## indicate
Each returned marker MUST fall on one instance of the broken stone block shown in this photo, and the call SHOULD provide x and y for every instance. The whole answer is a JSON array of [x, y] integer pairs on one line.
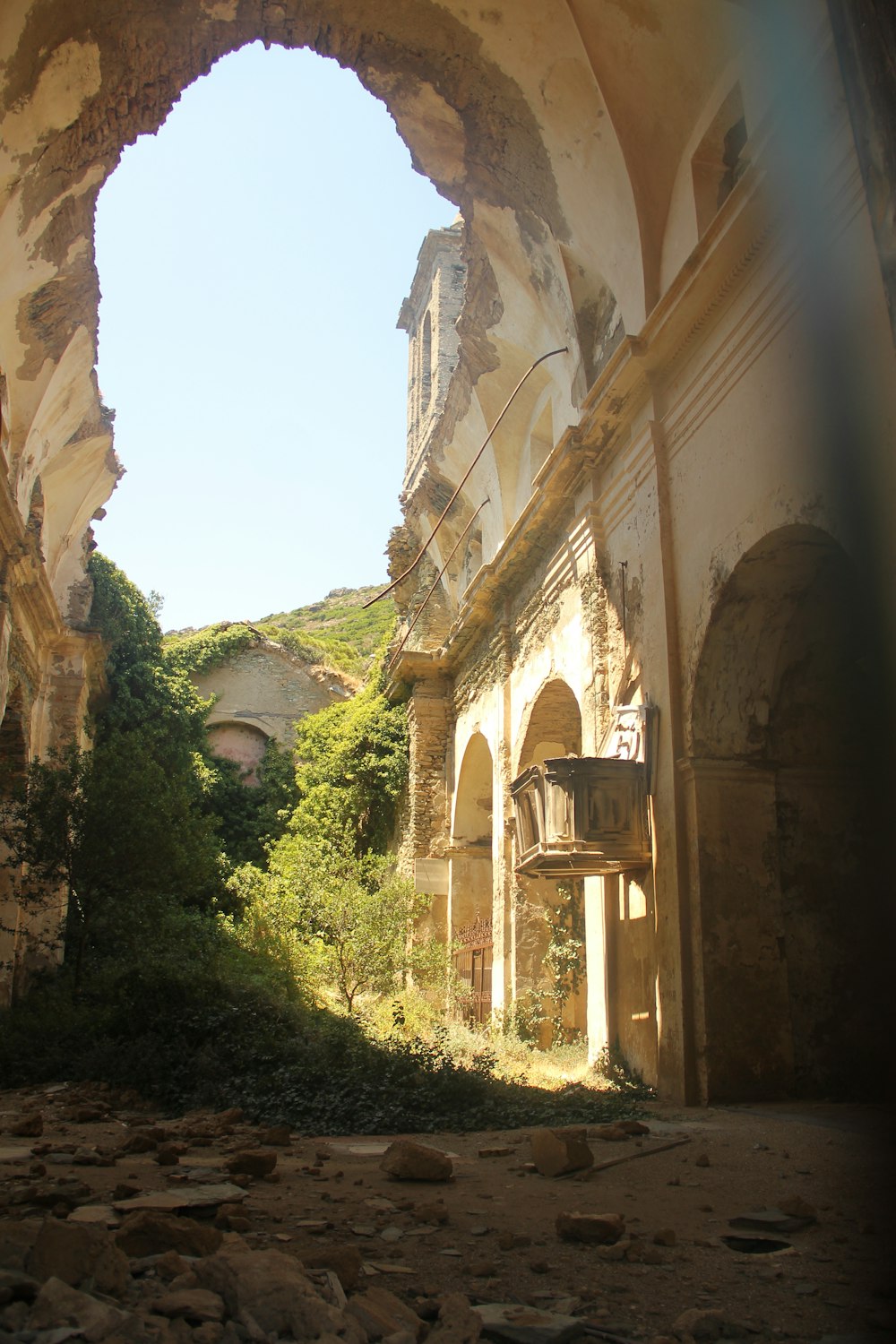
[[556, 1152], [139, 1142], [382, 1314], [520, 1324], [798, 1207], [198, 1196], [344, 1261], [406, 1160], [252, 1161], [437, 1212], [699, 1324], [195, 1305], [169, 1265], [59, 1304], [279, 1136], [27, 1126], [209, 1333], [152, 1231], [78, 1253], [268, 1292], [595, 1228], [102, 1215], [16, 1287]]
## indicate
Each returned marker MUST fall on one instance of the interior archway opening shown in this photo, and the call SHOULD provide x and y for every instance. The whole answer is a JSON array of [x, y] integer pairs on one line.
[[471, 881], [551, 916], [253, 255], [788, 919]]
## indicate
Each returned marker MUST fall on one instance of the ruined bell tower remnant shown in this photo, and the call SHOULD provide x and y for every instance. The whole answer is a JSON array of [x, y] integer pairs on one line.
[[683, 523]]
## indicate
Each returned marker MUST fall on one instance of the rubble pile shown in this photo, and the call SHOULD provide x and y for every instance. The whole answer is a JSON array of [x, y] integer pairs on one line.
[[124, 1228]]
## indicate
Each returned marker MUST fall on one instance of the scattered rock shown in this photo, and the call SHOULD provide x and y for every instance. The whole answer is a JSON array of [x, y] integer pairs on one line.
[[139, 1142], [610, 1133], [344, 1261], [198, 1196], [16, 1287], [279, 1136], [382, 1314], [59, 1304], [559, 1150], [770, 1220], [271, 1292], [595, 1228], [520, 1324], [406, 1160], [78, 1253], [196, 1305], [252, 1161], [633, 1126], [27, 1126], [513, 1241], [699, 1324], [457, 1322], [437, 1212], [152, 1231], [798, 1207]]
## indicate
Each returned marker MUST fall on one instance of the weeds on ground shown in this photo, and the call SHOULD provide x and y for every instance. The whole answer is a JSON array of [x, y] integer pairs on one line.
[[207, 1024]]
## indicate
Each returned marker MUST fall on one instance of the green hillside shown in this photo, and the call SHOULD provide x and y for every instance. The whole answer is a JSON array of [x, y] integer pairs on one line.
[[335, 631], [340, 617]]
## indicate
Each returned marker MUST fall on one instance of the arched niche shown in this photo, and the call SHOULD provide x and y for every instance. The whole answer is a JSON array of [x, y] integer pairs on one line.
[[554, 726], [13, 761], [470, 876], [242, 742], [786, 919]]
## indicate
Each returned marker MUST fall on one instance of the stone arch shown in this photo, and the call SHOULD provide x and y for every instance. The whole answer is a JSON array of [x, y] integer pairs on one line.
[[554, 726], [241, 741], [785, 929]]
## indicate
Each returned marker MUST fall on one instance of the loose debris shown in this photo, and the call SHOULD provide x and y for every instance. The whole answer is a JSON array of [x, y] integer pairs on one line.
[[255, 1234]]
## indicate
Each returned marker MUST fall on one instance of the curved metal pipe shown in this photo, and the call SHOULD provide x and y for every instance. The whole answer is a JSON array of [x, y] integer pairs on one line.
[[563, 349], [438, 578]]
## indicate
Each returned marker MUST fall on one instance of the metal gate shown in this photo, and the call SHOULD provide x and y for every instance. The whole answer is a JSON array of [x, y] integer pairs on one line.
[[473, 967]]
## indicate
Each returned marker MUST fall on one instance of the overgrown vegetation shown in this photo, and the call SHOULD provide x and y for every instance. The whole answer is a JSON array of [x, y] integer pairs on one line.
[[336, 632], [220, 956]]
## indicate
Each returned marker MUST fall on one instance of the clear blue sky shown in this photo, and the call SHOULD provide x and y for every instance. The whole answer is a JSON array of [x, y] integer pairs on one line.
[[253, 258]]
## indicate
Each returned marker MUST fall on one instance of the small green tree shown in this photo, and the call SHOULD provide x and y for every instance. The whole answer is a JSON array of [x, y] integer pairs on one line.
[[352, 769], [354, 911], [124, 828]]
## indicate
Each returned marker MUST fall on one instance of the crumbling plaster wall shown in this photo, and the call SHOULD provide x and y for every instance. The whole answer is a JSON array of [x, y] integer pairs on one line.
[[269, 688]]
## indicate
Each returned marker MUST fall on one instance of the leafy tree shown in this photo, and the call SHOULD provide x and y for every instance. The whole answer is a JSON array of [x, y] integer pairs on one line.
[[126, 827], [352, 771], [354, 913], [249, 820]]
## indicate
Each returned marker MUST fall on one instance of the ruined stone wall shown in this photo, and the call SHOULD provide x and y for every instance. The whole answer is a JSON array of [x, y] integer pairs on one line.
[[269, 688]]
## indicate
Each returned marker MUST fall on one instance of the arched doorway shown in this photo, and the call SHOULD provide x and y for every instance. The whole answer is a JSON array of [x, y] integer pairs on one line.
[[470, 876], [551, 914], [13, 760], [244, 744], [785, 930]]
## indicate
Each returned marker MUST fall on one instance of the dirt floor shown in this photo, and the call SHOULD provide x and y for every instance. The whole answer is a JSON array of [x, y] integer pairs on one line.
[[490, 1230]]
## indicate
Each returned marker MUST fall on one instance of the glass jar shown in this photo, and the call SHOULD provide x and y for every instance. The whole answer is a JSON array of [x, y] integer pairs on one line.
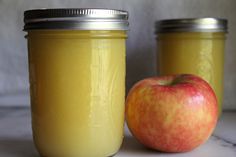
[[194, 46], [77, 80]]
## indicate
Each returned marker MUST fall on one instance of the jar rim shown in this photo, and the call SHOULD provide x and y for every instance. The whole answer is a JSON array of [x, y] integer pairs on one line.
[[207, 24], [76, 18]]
──────────────────────────────
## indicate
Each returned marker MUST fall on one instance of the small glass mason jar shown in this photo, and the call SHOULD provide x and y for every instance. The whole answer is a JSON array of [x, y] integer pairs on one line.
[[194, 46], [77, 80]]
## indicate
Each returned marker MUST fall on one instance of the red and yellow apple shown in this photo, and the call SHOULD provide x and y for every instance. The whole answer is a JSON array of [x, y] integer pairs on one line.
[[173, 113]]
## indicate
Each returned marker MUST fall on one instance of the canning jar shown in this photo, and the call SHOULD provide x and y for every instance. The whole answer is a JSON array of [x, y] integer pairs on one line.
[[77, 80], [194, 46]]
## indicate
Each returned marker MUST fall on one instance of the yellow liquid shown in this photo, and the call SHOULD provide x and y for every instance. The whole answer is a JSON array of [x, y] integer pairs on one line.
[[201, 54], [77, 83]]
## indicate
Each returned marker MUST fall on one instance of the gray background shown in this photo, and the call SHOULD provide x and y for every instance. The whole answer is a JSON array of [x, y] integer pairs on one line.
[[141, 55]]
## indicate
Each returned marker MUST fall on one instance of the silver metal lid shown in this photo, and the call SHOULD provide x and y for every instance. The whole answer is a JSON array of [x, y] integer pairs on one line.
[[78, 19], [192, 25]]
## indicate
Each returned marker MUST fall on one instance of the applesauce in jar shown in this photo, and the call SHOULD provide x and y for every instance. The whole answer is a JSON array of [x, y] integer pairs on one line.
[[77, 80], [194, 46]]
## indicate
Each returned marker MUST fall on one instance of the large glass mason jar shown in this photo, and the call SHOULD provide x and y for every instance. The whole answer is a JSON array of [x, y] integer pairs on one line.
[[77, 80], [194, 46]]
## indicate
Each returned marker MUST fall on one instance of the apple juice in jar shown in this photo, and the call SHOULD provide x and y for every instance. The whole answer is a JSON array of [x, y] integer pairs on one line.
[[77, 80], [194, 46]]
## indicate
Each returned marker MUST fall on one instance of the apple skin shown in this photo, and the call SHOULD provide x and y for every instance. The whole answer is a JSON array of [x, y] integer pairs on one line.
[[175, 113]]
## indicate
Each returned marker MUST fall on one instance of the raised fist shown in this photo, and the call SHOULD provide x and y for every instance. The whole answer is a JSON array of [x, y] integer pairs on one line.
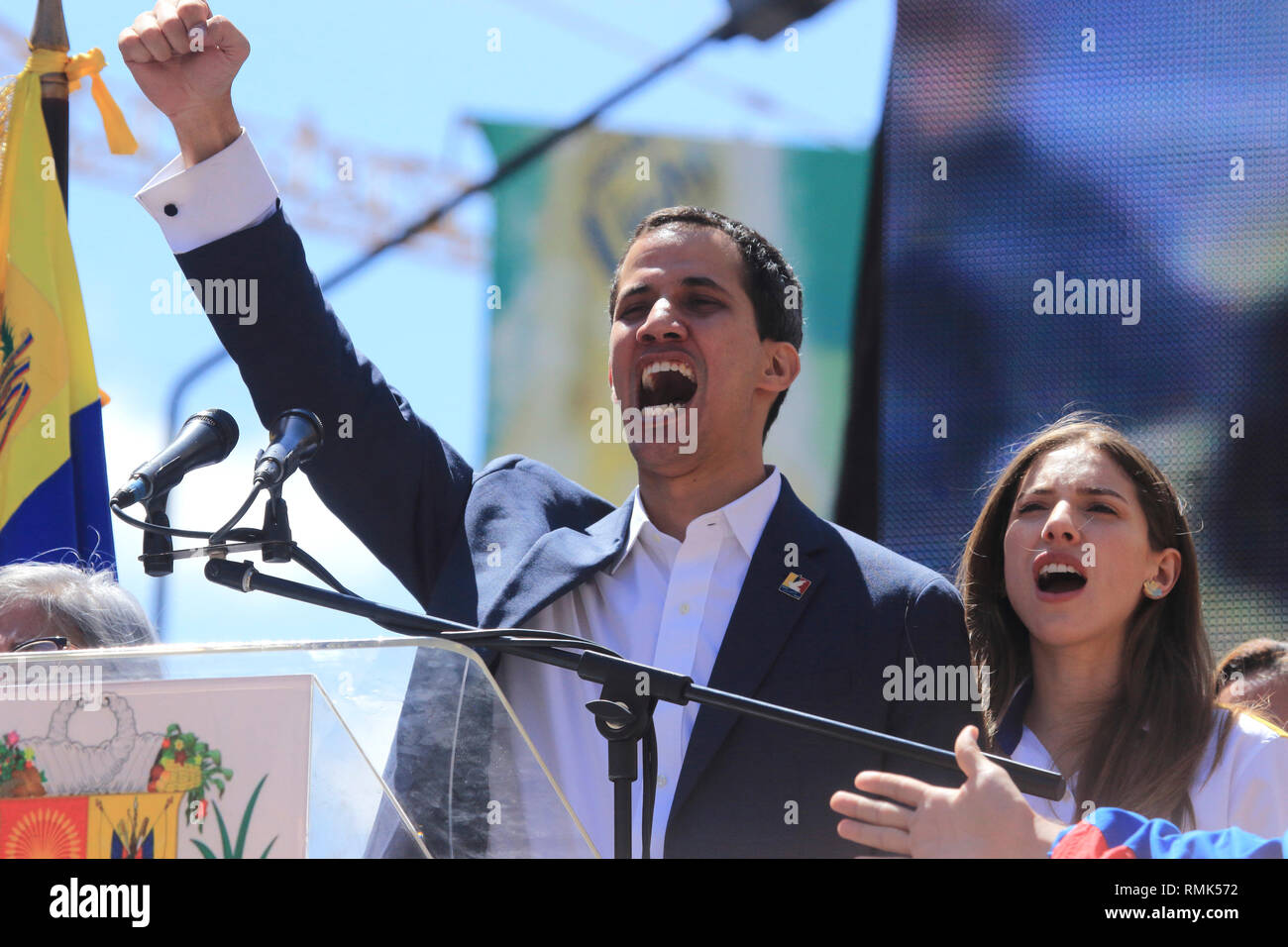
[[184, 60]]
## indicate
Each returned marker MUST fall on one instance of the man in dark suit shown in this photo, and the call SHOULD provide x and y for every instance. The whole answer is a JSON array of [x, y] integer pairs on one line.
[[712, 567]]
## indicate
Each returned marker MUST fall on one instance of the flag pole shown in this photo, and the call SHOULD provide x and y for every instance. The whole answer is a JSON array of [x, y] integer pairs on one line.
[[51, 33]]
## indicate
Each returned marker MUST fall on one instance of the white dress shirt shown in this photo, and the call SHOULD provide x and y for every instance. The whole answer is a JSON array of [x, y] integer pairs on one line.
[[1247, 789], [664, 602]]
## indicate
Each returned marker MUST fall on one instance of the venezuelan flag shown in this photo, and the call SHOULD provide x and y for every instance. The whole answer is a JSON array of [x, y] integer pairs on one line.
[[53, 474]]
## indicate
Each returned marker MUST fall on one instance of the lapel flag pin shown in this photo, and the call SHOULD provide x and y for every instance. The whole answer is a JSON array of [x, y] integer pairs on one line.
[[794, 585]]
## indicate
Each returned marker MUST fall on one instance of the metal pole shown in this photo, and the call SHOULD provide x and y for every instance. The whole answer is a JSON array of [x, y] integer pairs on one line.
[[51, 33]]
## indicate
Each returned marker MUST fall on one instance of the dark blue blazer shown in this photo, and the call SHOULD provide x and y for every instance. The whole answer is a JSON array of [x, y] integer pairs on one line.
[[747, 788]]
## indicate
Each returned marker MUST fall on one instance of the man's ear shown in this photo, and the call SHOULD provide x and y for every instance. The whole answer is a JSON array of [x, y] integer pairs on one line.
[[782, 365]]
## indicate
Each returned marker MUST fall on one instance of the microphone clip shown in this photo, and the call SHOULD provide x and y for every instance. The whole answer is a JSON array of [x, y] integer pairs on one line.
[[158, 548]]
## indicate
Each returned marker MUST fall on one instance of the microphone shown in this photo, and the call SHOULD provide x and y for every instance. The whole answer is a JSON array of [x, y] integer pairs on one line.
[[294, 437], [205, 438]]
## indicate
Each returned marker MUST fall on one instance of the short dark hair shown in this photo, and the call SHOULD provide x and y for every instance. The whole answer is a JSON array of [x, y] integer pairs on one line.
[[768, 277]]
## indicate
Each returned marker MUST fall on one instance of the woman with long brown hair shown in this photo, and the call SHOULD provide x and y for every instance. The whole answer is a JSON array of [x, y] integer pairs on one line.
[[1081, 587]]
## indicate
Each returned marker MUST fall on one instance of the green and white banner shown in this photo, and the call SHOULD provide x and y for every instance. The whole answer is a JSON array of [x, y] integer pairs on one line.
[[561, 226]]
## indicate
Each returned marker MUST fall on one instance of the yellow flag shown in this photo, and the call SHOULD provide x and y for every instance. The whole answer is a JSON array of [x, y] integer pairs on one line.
──────────────────────────────
» **Problem details**
Copy out every line in the records that contains the word "mason". Only count matches with the same uppercase and lowercase letters.

» **Correct answer**
Each returned marker MUST fall on one instance of the small glass mason jar shown in this photo, and the call SHOULD provide x and y for every instance. The whole answer is a JSON array of [x, y] integer pairs on one line.
Each returned marker MUST fall on one instance of the large glass mason jar shown in this photo, and the call SHOULD provide x and y for every instance. The whole answer is a JSON array of [x, y] integer pairs on one line.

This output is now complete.